___ EXERCISE DATA
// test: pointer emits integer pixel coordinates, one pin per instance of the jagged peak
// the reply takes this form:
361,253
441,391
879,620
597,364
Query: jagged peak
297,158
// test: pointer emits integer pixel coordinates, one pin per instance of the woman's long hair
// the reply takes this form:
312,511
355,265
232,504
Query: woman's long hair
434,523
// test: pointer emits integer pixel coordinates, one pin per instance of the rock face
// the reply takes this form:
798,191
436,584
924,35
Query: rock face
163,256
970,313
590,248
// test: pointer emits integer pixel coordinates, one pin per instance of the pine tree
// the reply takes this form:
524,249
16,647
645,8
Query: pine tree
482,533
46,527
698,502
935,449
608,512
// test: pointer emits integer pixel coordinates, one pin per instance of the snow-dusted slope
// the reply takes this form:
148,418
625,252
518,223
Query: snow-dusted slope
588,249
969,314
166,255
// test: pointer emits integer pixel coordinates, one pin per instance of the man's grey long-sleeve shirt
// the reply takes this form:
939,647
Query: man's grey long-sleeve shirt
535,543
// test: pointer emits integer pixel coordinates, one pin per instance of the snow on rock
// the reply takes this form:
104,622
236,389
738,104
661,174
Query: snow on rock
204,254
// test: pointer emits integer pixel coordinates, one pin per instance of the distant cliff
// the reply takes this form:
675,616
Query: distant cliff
______
## YOUR ASSIGNMENT
Review the material and copy each line in which the word "test" appears.

## REPLY TO THE TASK
// test: pointer emits integer pixel coordinates, one pin per instance of the jagged peak
// test: pointer emits integer pixel coordinates, one pin per instance of the woman's long hair
// test: pointer emits integer pixel coordinates, one pin per instance of the rock face
// test: pointer emits integer pixel coordinates, one pin per instance of the pine tree
// test: pointer emits integer pixel coordinates, one pin per instance of the snow-dusted slope
// test: pointer emits integer pixel coordinates, one pin per instance of the man's grey long-sleeve shirt
// test: pointer emits integer pixel coordinates, one pin per instance of the snow on rock
// test: pointer emits integer pixel coordinates, one pin per instance of the distant cliff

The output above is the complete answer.